*** Opening PROVIDED ENTRIES ***

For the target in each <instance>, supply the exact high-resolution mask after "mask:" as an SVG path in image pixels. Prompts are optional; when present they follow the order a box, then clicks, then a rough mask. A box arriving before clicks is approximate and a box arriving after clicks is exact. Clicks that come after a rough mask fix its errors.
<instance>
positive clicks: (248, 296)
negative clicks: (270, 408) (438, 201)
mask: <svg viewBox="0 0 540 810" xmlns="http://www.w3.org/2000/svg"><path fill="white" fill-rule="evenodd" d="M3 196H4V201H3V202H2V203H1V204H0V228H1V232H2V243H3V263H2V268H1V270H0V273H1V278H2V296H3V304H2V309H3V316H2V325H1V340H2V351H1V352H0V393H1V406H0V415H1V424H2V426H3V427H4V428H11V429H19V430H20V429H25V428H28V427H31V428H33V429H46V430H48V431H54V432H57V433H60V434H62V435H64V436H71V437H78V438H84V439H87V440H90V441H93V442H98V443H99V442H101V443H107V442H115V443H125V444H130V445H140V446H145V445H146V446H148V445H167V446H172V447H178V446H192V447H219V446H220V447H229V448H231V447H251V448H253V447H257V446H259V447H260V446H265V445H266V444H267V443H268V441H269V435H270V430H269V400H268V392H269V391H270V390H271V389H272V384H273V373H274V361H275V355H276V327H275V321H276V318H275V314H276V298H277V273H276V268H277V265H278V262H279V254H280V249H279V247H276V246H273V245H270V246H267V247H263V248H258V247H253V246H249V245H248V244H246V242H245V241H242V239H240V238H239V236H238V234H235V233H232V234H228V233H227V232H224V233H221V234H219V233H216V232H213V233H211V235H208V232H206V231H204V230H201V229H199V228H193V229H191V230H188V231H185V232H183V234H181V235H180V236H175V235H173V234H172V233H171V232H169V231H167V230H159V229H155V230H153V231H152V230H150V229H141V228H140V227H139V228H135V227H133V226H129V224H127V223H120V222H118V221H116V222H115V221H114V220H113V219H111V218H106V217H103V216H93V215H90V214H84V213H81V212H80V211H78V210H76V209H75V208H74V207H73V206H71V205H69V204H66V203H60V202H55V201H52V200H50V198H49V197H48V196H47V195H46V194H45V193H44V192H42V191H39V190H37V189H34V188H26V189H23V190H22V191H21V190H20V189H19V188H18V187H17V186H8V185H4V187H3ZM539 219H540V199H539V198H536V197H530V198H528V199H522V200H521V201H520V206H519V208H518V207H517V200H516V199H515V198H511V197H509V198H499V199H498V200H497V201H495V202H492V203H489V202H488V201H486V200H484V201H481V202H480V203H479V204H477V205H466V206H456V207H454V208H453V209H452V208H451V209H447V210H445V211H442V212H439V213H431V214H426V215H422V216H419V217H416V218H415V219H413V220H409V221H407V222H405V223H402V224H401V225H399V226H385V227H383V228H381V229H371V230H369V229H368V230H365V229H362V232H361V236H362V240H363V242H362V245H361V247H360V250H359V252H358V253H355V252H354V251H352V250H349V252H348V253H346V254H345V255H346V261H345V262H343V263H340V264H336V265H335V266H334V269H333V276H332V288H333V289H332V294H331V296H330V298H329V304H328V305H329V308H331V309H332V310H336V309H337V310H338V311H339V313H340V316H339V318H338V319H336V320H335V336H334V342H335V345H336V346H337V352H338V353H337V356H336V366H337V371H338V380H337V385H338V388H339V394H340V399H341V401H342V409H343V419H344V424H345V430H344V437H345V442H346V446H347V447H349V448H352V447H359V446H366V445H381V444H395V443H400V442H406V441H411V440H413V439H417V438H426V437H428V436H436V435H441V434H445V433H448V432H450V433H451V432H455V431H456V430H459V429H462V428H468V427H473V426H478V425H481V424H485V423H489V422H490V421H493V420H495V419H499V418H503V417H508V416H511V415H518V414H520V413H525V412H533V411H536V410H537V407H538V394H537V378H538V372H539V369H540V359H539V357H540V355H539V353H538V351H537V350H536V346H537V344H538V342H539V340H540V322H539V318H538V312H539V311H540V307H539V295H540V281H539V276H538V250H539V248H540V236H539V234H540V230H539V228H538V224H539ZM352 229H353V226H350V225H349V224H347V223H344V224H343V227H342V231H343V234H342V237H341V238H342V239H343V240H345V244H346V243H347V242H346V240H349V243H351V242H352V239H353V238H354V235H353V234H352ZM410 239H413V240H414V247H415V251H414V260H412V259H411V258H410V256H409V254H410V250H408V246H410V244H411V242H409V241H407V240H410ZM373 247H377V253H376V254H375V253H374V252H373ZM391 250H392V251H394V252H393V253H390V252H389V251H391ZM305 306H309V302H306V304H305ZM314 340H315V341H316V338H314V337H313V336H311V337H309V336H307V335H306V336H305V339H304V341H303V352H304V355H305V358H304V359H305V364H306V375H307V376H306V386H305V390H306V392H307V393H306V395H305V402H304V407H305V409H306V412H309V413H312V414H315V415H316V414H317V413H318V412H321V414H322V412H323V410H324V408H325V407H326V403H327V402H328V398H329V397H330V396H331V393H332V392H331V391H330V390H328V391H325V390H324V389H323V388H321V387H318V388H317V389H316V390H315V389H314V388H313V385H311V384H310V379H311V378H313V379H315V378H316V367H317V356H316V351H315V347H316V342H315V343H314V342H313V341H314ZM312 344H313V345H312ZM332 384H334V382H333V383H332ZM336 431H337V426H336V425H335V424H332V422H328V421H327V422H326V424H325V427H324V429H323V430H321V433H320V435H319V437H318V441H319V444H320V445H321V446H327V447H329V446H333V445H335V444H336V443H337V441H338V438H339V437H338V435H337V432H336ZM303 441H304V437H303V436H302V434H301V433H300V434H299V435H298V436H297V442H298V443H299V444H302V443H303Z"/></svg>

*** Closing PROVIDED ENTRIES ***

_BRIEF_: Copy the material above word for word, keeping every line and character unchanged.

_ANSWER TO THE PROBLEM_:
For the target in each <instance>, supply the exact high-resolution mask after "mask:" as an SVG path in image pixels. Prompts are optional; when present they follow the order a box, then clicks, then a rough mask. A box arriving before clicks is approximate and a box arriving after clicks is exact. Clicks that come after a rough mask fix its errors.
<instance>
positive clicks: (248, 296)
negative clicks: (270, 408) (438, 201)
mask: <svg viewBox="0 0 540 810" xmlns="http://www.w3.org/2000/svg"><path fill="white" fill-rule="evenodd" d="M3 196H4V201H3V202H2V203H1V204H0V228H1V232H2V243H3V263H2V268H1V270H0V273H1V278H2V296H3V304H2V309H3V316H2V325H1V340H2V351H1V352H0V393H1V406H0V415H1V424H2V426H3V427H4V428H11V429H19V430H20V429H25V428H28V427H31V428H33V429H46V430H48V431H54V432H57V433H60V434H62V435H64V436H71V437H78V438H84V439H87V440H90V441H93V442H98V443H99V442H101V443H107V442H115V443H125V444H130V445H140V446H145V445H146V446H148V445H167V446H172V447H178V446H192V447H219V446H220V447H229V448H231V447H251V448H253V447H257V446H259V447H260V446H265V445H266V444H267V443H268V441H269V435H270V430H269V400H268V392H269V391H270V390H271V389H272V384H273V373H274V361H275V355H276V327H275V321H276V318H275V314H276V298H277V273H276V268H277V265H278V262H279V254H280V249H279V247H276V246H273V245H270V246H267V247H263V248H258V247H253V246H249V245H248V244H246V242H245V241H242V239H240V238H239V236H238V234H235V233H232V234H228V233H227V232H224V233H221V234H219V233H216V232H213V233H211V235H208V232H206V231H204V230H201V229H199V228H193V229H191V230H188V231H185V232H183V234H181V235H180V236H175V235H173V234H172V233H171V232H169V231H167V230H159V229H155V230H153V231H152V230H150V229H141V228H140V227H139V228H135V227H133V226H129V224H127V223H120V222H118V221H116V222H115V221H114V220H113V219H111V218H106V217H103V216H93V215H90V214H84V213H81V212H80V211H78V210H76V209H75V208H74V207H73V206H71V205H69V204H66V203H60V202H55V201H52V200H50V198H49V197H48V196H47V195H46V194H45V193H44V192H42V191H39V190H37V189H34V188H26V189H23V190H22V191H21V190H20V189H19V188H18V187H17V186H8V185H4V187H3ZM539 219H540V199H539V198H536V197H530V198H528V199H522V200H521V201H520V206H519V208H518V207H517V200H516V199H515V198H511V197H509V198H499V199H498V200H497V201H495V202H492V203H489V202H488V201H486V200H484V201H481V202H480V203H479V204H477V205H466V206H456V207H454V208H453V209H452V208H451V209H447V210H445V211H442V212H439V213H431V214H426V215H422V216H419V217H416V218H415V219H413V220H409V221H407V222H405V223H402V224H401V225H399V226H385V227H383V228H381V229H371V230H369V229H368V230H365V229H362V232H361V236H362V240H363V242H362V245H361V247H360V250H359V252H358V253H355V252H354V251H352V250H349V252H348V253H346V254H345V255H346V261H345V262H343V263H340V264H336V265H335V266H334V269H333V276H332V288H333V289H332V294H331V296H330V298H329V304H328V305H329V308H331V309H332V310H336V309H337V310H338V311H339V313H340V316H339V318H338V319H336V320H335V336H334V342H335V345H336V346H337V352H338V353H337V356H336V366H337V371H338V380H337V385H338V388H339V394H340V399H341V401H342V409H343V419H344V424H345V430H344V437H345V442H346V446H347V447H349V448H352V447H359V446H366V445H381V444H395V443H400V442H406V441H411V440H413V439H417V438H426V437H428V436H436V435H441V434H445V433H448V432H450V433H451V432H455V431H456V430H459V429H462V428H468V427H473V426H478V425H481V424H485V423H489V422H490V421H493V420H495V419H499V418H503V417H508V416H511V415H518V414H520V413H525V412H533V411H536V410H537V407H538V394H537V378H538V372H539V369H540V359H539V357H540V355H539V353H538V351H537V350H536V346H537V344H538V342H539V340H540V322H539V318H538V312H539V311H540V307H539V295H540V281H539V276H538V250H539V248H540V236H539V234H540V230H539V228H538V224H539ZM352 229H353V226H350V225H349V224H347V223H344V224H343V227H342V231H343V234H342V237H341V238H342V239H343V240H345V244H346V243H347V242H346V240H349V243H351V242H352V239H353V238H354V235H353V234H352ZM410 239H413V240H414V247H415V251H414V260H412V259H411V258H410V256H409V254H410V250H408V246H410V244H411V242H409V241H407V240H410ZM373 247H377V253H376V254H375V253H374V252H373ZM391 250H392V251H394V252H393V253H390V252H389V251H391ZM305 306H309V302H306V304H305ZM314 340H315V341H316V338H314V337H313V336H311V337H309V336H307V335H306V336H305V339H304V341H303V352H304V355H305V358H304V359H305V364H306V375H307V376H306V386H305V390H306V392H307V393H306V395H305V402H304V407H305V409H306V412H309V413H312V414H315V415H316V414H317V413H318V412H321V414H322V412H323V410H324V408H325V407H326V403H327V402H328V398H329V397H330V396H331V393H332V392H331V391H330V390H328V391H325V390H324V389H323V388H321V387H318V388H317V389H316V390H315V389H314V388H313V385H311V384H310V379H311V378H313V379H315V378H316V367H317V356H316V351H315V347H316V342H315V343H314V342H313V341H314ZM312 344H313V345H312ZM332 384H334V382H333V383H332ZM336 431H337V426H336V425H335V424H332V422H328V421H327V422H326V424H325V427H324V429H323V430H321V433H320V435H319V437H318V441H319V444H320V445H321V446H327V447H329V446H333V445H335V444H336V443H337V441H338V438H339V437H338V435H337V432H336ZM303 441H304V437H303V436H302V434H301V433H300V434H299V435H298V436H297V442H298V443H299V444H302V443H303Z"/></svg>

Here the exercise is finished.